• **Short exercise 1**
Using the abstract on the biharmonic equation, decide whether each statement agrees with it: (a) the equation is studied in $R^N$ with $N$ greater than 4; (b) $\varepsilon$ is a large constant; (c) the authors prove that solutions are unique. Answer yes or no for each and quote the words that decide it.
• **Short exercise 2**
In the abstract on the biharmonic equation, what method do the authors use to study the equation with a perturbation?
• **Short exercise 3**
Copy the part of the abstract on the biharmonic equation starting at "For studying it, the" and ending at "a small constant).", substituting "perturbative approach" for "perturbation method".

• **Selected passage**

Abstract:

The paper mainly studies biharmonic equation in $R^N(N>4)$ as
$$
\left\{
\begin{array}{ll}
\Delta^2 u+\lambda u=\overline{f}(x,u);\\
\lim\limits_{|x|\rightarrow\infty}u(x)=0;\\
u\in{H^2}(R^N),\hspace{0.1cm}x\in{R^N }.
\end{array}
\right.
$$

For studying it, the authors change it to the biharmonic equation with a perturbation in $R^N(N>4)$ as
$$
\left\{
\begin{array}{ll}
\Delta^2 u+\lambda u=f(u)+\varepsilon g(x,u);\\
\lim\limits_{|x|\rightarrow\infty}u(x)=0;\\
u\in{H^2}(R^N),\hspace{0.1cm}x\in{R^N }
\end{array}
\right.
$$
and use the perturbation method to study it (where
$f(u)=\lim\limits_{|x|\longrightarrow \infty}\overline{f}(x,u),\varepsilon g(x,u)=\overline{f}(x,u)-f(u),\varepsilon$
is a small constant).

The authors can prove the existence of nontrivial
solutions of the above question under some conditions.

Key words: Existence, Biharmonic equation, Perturbative

• **Entries provided**
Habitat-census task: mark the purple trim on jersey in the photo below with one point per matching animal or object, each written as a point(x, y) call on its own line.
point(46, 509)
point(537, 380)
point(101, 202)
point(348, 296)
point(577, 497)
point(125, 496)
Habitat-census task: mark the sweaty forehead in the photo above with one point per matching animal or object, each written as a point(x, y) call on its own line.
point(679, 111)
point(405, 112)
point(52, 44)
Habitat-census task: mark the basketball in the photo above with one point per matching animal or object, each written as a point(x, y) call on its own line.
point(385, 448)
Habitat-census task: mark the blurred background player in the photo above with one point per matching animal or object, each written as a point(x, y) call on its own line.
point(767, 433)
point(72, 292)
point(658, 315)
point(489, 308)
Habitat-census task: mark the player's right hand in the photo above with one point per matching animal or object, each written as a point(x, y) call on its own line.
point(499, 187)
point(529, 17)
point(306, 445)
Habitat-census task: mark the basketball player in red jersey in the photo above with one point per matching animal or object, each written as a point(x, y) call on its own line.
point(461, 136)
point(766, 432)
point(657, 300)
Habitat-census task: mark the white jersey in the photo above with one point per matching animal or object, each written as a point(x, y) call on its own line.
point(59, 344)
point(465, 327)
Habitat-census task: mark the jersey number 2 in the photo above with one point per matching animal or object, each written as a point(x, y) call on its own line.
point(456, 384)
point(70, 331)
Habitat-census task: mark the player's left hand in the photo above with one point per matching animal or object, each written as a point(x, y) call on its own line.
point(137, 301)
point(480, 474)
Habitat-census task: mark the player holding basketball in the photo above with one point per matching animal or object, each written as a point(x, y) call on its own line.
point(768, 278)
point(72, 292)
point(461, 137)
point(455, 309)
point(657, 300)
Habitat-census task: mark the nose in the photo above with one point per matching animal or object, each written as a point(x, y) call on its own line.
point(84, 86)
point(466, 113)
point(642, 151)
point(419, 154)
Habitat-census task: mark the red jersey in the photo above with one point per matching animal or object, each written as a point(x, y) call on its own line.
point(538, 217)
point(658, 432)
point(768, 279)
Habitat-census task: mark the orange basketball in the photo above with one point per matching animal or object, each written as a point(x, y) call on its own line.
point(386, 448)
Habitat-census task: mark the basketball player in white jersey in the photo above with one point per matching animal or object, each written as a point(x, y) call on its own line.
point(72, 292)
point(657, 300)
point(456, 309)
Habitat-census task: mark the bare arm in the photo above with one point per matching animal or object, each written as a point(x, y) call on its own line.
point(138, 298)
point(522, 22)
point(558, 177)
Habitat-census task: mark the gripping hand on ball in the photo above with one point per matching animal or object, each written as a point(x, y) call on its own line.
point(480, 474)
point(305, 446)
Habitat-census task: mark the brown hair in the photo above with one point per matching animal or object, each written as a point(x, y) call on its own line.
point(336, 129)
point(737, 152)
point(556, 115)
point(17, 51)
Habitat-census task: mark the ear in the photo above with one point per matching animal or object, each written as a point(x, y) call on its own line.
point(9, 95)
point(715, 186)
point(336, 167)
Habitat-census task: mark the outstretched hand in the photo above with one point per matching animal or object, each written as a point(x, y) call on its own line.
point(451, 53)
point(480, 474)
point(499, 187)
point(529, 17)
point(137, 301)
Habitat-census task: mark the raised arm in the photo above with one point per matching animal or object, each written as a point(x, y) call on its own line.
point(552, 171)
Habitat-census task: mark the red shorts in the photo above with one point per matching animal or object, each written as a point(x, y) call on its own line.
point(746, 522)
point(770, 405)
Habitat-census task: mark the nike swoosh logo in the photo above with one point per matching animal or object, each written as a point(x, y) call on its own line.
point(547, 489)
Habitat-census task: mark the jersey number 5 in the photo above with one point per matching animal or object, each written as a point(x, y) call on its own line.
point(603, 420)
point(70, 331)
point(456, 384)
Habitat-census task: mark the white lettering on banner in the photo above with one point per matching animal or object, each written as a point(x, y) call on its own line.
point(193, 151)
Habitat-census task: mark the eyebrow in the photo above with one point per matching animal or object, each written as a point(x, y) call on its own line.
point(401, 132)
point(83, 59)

• **Exercise result 1**
(a) Yes: "The paper mainly studies biharmonic equation in $R^N(N>4)$"
(b) No: "is a small constant"
(c) No: "The authors can prove the existence of nontrivial solutions of the above question under some conditions."

• **Exercise result 2**
The perturbation method.

• **Exercise result 3**
For studying it, the authors change it to the biharmonic equation with a perturbation in $R^N(N>4)$ as
$$
\left\{
\begin{array}{ll}
\Delta^2 u+\lambda u=f(u)+\varepsilon g(x,u);\\
\lim\limits_{|x|\rightarrow\infty}u(x)=0;\\
u\in{H^2}(R^N),\hspace{0.1cm}x\in{R^N }
\end{array}
\right.
$$
and use the perturbative approach to study it (where
$f(u)=\lim\limits_{|x|\longrightarrow \infty}\overline{f}(x,u),\varepsilon g(x,u)=\overline{f}(x,u)-f(u),\varepsilon$
is a small constant).